- _TASK DIRECTIONS_: Leave out the pictures, and retype the remaining data exactly.
[Opening DATA LISTING section]
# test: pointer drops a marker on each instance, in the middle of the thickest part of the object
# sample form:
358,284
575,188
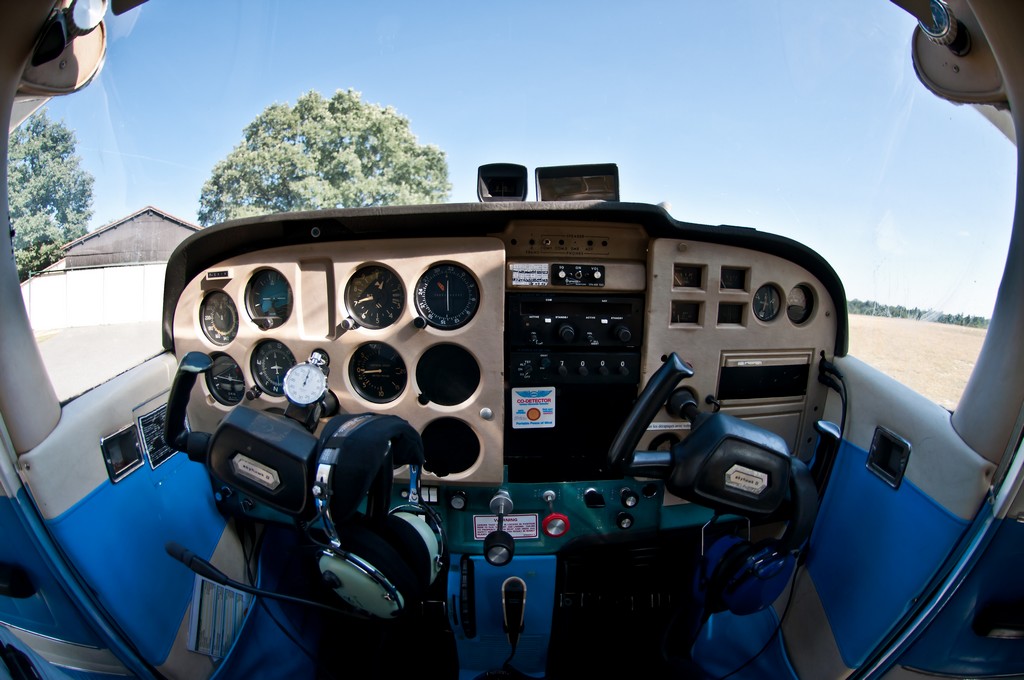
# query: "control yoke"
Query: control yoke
175,432
651,399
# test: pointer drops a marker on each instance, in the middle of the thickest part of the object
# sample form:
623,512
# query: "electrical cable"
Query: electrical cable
257,544
774,633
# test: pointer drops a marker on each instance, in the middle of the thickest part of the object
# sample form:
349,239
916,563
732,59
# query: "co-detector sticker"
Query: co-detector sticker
532,408
523,525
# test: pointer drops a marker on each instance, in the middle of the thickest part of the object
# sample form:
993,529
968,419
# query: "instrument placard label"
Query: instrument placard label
745,479
525,525
532,408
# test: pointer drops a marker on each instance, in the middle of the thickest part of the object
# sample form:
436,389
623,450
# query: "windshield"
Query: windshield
768,115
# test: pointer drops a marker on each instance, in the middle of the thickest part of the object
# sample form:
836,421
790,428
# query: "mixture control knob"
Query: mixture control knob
458,501
624,520
499,547
630,498
555,524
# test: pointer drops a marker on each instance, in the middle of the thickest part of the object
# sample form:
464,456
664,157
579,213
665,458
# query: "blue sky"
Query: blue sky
775,116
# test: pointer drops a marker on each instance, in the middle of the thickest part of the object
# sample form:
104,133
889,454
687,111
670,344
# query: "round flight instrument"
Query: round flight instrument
767,302
800,304
378,372
446,296
375,296
219,317
268,299
224,380
270,362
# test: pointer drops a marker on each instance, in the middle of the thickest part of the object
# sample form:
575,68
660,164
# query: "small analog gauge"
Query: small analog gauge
304,384
375,296
225,381
268,299
219,317
800,304
767,302
378,373
446,296
270,362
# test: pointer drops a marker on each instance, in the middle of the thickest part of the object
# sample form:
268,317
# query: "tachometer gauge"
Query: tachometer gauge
219,317
268,299
799,304
767,302
224,380
378,373
270,362
375,296
446,296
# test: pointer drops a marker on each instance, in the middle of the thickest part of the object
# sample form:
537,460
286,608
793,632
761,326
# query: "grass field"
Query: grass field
932,358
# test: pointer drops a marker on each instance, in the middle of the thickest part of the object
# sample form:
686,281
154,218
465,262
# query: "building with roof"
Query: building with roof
114,274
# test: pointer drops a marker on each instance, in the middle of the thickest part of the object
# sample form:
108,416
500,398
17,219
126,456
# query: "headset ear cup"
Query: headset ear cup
720,563
429,538
410,544
379,554
756,577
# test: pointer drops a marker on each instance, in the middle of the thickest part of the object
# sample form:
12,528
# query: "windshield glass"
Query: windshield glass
769,115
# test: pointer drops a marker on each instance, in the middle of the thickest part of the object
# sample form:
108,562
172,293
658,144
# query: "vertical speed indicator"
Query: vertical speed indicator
446,296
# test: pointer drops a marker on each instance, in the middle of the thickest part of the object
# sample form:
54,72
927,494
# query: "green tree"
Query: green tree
337,153
50,195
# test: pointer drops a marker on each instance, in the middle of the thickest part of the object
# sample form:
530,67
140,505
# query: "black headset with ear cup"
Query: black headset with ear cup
380,562
742,577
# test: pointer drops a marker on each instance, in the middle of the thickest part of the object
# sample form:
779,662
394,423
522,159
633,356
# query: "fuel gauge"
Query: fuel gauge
800,304
219,317
767,302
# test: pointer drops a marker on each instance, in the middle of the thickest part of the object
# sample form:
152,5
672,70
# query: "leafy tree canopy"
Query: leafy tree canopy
50,195
337,153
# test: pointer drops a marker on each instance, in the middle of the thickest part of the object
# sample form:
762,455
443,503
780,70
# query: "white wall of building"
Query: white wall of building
94,297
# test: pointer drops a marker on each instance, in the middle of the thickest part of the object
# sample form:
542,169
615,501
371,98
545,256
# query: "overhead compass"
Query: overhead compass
446,296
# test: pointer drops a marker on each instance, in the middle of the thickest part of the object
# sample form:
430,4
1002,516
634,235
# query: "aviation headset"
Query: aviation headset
742,577
381,561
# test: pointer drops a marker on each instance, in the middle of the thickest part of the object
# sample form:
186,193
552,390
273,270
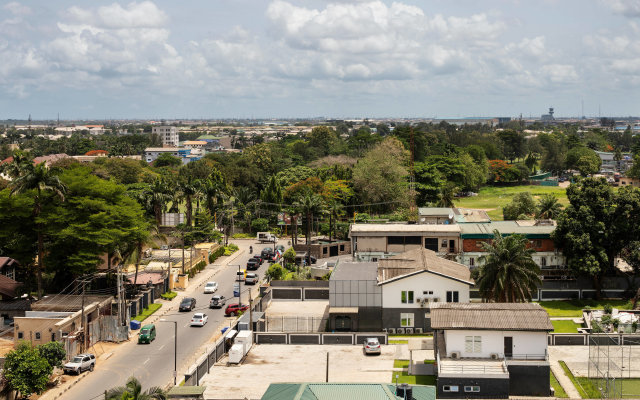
[Closing DATA LISTING section]
- _COMPLETED TASK_:
# test: pointer drops a marker on each instance, in the middle of the thickest part of the object
# sample form:
358,284
575,188
# query: "control yoke"
Query: control yoke
175,432
651,399
# test: pointer drops a marker on each instance, in the middle of the thickest part of the object
# sample form:
623,512
# query: "electrical cable"
Query: electrical cable
257,544
774,633
# test: pointer drops a marker on each instance, in the middle of the thickest part of the object
# sample form:
349,239
916,563
732,59
# query: "co-detector sticker"
Query: co-detector sticker
532,408
523,525
# test: pointer drops a marker on each instance, in the middle of the thickest part of the object
# sample form:
993,529
968,419
# query: "instrument placard label"
Query: instrument placard label
745,479
525,525
532,408
# test: pointer drops a marker on each instance, in the middle of the thickest part of the object
# sample form:
436,389
623,450
# query: "windshield"
Query: windshield
768,115
# test: pointer drops a marker on each instance, in the middle of the thickest part of the object
# sample form:
836,421
790,428
# query: "mixture control knob"
Query: mixture control knob
458,501
624,520
499,547
630,498
555,524
# test: pointer drops a marker on each instance, in the middle of the thickest part of the object
# sample form:
464,456
664,157
579,213
665,458
# query: "blue sky"
Query: blue sky
775,116
# test: pointer drops a marker on each instance, in the middle of the thickest part of the object
# sample form:
104,133
889,454
687,111
670,344
# query: "round flight instrument"
Query: round flight instrument
767,302
800,304
378,372
446,296
375,296
219,317
268,299
224,380
270,362
# test: pointer drops a marker on each instance, in the middle of the thickest part of the object
# sample form:
575,68
660,164
# query: "small analog gauge"
Query: small analog gauge
304,384
375,296
225,381
268,299
219,317
800,304
767,302
378,373
446,296
270,362
# test: pointer drops a marker on each instance, in the middle of the thickest part of the object
# sample form:
268,317
# query: "tachometer gauge"
Query: tachometer gauge
219,317
268,299
799,304
767,302
224,380
378,373
270,362
375,296
446,296
# test: pointer drops a marker on each instance, in the middle of the thickest part of the object
# sample form:
537,460
286,608
793,632
761,326
# query: "grass field"
Query: grass field
932,358
# test: pointer drops a marker on each instance, in the middle of the thickest part of the object
# sample form:
686,281
154,218
465,262
# query: "building with roof"
Query: building with roof
114,274
# test: pointer drops a marker on each instance, in the middle of the thickest part of the object
# sample form:
108,416
500,398
17,219
126,456
# query: "headset ear cup"
Query: headset ear cup
720,563
429,538
410,544
379,554
756,577
# test: pointer drops a marker on each instance, in the middle of the thickest part of the object
# sample form:
12,528
# query: "windshield glass"
Query: windshield glass
769,115
# test: pointer drops a marker on each instance, in the middle of the thickest part of the object
# sample form:
108,562
172,293
658,144
# query: "vertical speed indicator"
Query: vertical speed indicator
446,296
# test: pointer drops a marker on each instance, in the middle of the thickest part of the object
# sample form:
54,72
927,494
# query: "green tree"
Query: green tree
337,153
50,195
# test: pointer drops a marker on each instance, in the middle of the thickest part of the object
# sample form:
530,67
140,505
# query: "black headset with ear cup"
Query: black headset with ear cup
380,562
742,577
# test: pointer drops a marker on each instance, in the middle of the thickest part of the object
# sample form:
779,662
394,423
522,159
633,356
# query: "fuel gauge"
Query: fuel gauge
800,304
219,317
767,302
# test: pointer drops a marker on each instance, in the middle of the thickest part of the object
# sample form:
152,5
672,70
# query: "leafy tree canopy"
Query: leafy tree canopy
50,195
337,153
# test: pointer drops a marker on each instance, in the middle of the thickest part of the object
# sample form:
762,455
443,503
780,70
# query: "white wall of building"
Query: white wall of building
94,297
# test: pointer drops a marker on each instance, in the middle of the thickest part of the object
# sample form:
542,169
615,501
371,98
545,256
# query: "overhead compass"
Query: overhead compass
446,296
# test: pointer drops a marker on each instance, in the middle of the thickest part of the object
# sample form:
430,4
1002,516
634,235
# query: "aviation headset"
Query: aviation headset
742,577
381,561
# test: pointer drops a marker on each instance, in the middle of the thickest part of the object
# sample form:
186,193
552,390
273,270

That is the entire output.